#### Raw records
⁂

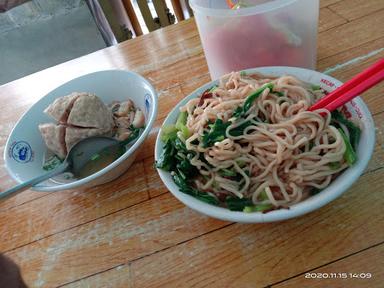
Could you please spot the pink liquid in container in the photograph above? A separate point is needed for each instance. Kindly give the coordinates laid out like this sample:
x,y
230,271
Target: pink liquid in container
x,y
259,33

⁂

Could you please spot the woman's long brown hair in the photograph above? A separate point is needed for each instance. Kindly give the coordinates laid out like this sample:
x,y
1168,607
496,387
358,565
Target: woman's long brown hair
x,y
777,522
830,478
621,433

⁂

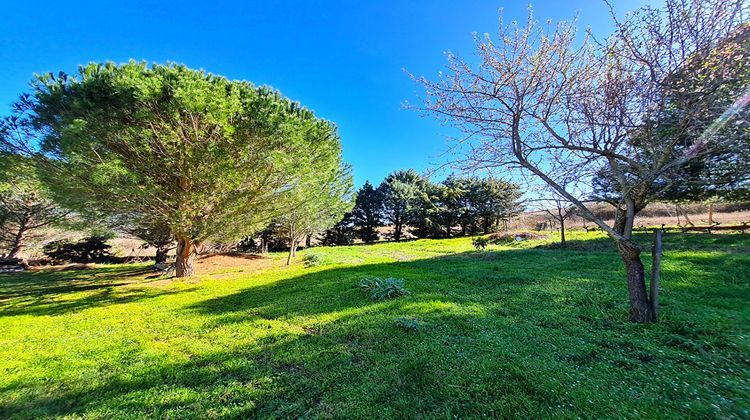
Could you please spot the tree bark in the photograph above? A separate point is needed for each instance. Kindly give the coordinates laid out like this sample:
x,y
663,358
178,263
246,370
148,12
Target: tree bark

⁂

#### GOAL
Retype, character for character, the stretch of the records from the line containing "Could you please spot the tree" through the line containing "Target: tree bark", including both of those lines.

#### EXERCISE RESPONSE
Could you please spot the tree bark in the photograph above? A separate point is needed for each instance. Kindly give the coordinates laid out like this sample:
x,y
663,358
178,263
246,370
148,12
Target: tree bark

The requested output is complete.